# Shotshell Reloader



## hdrocker00 (Nov 29, 2009)

Anyone have any good reviews on a shotshell reloader for a beginner......am looking to spend around 300 on a kit. Anything will be helpful.

thanks guys


----------



## southdakbearfan (Oct 11, 2004)

Pretty hard to beat a mec sizemaster or steelmaster in that price range $200-$250, actually a little lower than what you are shooting for in price. The steelmaster/sizemaster have the advantage of an automatic primer feed and a collet resizer. For a little less you can get a MEC 600 Jr. Mark 5, but they do not have a collet resizer and you have to add on a auto primer feed.

The steelmaster is a sizemaster with the steel kit. You could also get a steel kit for the sizemaster so you have both or just get the steelmaster and buy lead charge bars. I have both a sizemaster and a steelmaster. I reload all my 2 3/4" and 3" lead on the sizemaster, and all my 3 1/2" steel on the steelmaster. You can get a short kit that just snaps in for the 3 1/2" steelmaster to load both 2 3/4" and 3" shells without changing the loader over.

The steel kit has a larger throat on the shot bottle, a larger diameter drop tube, and comes with a steel shot charge bar.

Their are both steel and lead shot charge bars, each set to throw a particular weight. The steel shot bars also show a range of shot sizes for each bar like 1 1/2 oz for #bb through #2. The lead bars are suppose to be good for all sizes of shot, up to 2 shot, but the weights do vary and I do check them since they are based on volume i.e. a larger weight of #9's fit in the same charge bar as #2 due to size difference.

Each charge bar accepts mec bushings for powder which usually throw close to the weight in powder they are suppose to, but you have to check them as they may be a bit off the chart and you may have to go up or down a bushing to get the correct weight. You can also get a universal charge bar that is adjustable for powder and shot, eliminating the need for numerous charge bars and bushings.

I load thousands of rounds a year on them.


----------



## hdrocker00 (Nov 29, 2009)

Thanks for the tips....I am looking at a Mec 600 Jr mark 5 for $80 on craiglist!


----------



## alleyyooper (Jul 6, 2007)

*I have a old Mec 600 JR I bought way back in 1970.* It is so old youhad to buy the whole bar if you wanted to change the powder load. I never did buy a different bar as I was loading 16 ga and the #2 bar loaded the red dot and 1 1/4 (I think) of shot. It has been a long time since I used it. I have a pair of 9000 now one for 20ga and one for 12ga.

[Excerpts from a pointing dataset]
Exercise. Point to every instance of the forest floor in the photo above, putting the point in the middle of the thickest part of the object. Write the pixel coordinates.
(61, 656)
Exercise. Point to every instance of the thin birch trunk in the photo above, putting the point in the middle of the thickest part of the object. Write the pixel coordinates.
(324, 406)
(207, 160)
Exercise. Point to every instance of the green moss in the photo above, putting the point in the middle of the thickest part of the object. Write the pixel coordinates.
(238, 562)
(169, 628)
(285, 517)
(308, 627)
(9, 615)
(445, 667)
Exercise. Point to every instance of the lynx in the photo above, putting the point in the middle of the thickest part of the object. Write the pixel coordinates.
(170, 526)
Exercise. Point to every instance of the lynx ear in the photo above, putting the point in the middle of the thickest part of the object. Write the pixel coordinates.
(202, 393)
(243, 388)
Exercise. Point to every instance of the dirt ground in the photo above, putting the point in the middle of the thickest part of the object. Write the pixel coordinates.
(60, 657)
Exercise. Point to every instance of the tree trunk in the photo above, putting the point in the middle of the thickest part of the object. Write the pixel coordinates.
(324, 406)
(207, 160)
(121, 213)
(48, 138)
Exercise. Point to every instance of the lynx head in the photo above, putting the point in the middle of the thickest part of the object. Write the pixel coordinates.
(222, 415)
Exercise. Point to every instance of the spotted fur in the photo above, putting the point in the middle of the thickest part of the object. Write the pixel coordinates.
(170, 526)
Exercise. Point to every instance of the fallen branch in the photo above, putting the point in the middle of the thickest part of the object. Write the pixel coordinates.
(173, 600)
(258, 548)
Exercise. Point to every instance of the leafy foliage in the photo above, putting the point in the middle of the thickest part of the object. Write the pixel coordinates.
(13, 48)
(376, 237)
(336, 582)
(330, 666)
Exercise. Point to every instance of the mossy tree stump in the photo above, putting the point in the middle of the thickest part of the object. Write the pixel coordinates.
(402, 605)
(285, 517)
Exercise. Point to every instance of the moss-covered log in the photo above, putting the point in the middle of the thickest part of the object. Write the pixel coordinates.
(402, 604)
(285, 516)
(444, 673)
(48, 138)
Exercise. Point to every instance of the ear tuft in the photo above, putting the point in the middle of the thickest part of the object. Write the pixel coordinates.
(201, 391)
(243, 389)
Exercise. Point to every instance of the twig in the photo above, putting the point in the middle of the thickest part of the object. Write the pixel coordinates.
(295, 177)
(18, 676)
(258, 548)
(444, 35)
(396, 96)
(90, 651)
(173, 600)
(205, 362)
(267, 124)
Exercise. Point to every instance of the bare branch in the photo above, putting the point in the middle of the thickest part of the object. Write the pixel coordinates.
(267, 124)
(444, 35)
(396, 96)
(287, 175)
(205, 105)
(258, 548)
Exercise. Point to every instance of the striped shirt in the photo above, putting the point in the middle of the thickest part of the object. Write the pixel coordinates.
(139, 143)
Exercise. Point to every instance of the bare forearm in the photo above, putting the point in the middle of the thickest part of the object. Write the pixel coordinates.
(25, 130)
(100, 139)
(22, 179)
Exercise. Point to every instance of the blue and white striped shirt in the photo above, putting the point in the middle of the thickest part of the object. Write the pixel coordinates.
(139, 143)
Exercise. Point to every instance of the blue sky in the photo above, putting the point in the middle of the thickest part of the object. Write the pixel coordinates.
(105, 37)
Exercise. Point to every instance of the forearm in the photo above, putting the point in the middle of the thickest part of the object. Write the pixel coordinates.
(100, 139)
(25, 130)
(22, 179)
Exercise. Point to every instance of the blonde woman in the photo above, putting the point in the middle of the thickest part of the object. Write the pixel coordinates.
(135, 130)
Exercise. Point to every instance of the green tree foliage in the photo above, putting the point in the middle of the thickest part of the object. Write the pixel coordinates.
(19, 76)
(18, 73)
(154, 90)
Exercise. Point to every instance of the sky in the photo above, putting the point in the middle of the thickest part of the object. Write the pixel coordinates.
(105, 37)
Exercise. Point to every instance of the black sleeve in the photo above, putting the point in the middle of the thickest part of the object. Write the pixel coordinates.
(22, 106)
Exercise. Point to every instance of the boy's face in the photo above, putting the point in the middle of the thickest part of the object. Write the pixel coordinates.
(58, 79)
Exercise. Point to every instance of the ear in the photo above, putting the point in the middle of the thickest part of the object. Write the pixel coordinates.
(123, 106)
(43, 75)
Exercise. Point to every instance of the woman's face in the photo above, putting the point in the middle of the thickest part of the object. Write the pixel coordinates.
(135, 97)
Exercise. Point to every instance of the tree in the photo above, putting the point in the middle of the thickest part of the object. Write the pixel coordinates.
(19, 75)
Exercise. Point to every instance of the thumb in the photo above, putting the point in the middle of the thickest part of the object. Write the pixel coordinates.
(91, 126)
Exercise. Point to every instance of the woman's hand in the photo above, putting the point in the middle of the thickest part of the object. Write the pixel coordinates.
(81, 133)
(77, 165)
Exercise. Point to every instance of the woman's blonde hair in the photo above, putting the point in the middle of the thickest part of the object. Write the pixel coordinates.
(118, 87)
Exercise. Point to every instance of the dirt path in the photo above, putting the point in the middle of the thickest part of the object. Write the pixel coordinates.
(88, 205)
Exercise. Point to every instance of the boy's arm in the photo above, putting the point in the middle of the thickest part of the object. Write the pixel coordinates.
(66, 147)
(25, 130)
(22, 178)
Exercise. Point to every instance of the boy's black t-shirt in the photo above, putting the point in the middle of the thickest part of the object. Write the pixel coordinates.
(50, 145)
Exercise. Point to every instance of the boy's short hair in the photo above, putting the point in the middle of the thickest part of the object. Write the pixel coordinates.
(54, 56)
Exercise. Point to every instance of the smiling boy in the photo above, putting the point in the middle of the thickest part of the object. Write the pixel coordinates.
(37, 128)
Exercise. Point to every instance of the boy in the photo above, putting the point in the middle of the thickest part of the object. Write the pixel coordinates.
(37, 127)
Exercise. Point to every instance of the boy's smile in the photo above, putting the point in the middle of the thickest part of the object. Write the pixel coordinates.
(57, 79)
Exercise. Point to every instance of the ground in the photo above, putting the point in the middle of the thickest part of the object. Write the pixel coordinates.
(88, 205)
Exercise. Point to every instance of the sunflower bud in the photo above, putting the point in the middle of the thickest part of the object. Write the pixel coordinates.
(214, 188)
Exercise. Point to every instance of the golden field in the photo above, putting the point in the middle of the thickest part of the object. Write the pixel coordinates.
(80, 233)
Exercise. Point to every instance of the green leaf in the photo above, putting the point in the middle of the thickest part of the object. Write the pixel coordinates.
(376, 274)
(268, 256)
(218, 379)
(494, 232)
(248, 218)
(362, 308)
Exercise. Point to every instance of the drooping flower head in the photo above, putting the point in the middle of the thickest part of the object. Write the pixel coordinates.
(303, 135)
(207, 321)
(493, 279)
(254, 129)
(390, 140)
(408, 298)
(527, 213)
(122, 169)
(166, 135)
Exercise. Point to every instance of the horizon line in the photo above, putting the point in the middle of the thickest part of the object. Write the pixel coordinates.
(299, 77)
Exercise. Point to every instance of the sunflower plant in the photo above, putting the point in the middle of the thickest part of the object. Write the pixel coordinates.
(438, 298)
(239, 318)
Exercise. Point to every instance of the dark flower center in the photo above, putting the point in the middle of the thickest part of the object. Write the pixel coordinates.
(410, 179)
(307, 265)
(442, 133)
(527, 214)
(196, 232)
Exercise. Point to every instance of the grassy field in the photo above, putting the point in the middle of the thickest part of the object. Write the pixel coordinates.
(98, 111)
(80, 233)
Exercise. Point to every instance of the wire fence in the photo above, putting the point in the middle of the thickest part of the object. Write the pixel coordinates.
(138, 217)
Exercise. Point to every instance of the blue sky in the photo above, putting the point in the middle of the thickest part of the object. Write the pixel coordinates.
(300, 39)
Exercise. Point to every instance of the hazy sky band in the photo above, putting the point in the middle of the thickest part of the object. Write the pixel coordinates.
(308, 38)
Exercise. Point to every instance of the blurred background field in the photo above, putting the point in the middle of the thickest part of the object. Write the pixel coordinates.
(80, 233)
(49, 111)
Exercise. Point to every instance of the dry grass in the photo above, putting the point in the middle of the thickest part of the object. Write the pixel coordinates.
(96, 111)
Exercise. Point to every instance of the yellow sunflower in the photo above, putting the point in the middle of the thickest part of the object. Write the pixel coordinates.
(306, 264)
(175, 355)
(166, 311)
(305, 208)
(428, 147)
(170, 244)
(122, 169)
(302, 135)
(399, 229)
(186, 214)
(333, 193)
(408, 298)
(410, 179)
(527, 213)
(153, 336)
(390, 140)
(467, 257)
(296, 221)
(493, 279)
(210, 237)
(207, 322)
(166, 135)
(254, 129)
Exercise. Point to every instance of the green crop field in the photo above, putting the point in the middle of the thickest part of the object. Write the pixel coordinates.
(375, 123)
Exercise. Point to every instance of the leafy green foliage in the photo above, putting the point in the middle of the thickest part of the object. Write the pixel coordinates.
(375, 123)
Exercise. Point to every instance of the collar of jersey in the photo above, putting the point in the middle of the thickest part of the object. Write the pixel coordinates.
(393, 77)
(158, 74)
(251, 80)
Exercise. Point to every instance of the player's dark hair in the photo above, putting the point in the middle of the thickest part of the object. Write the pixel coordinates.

Goal:
List the username of each different person who posted in the thread about shotshell reloaders, with each name given once.

Task result:
hdrocker00, southdakbearfan, alleyyooper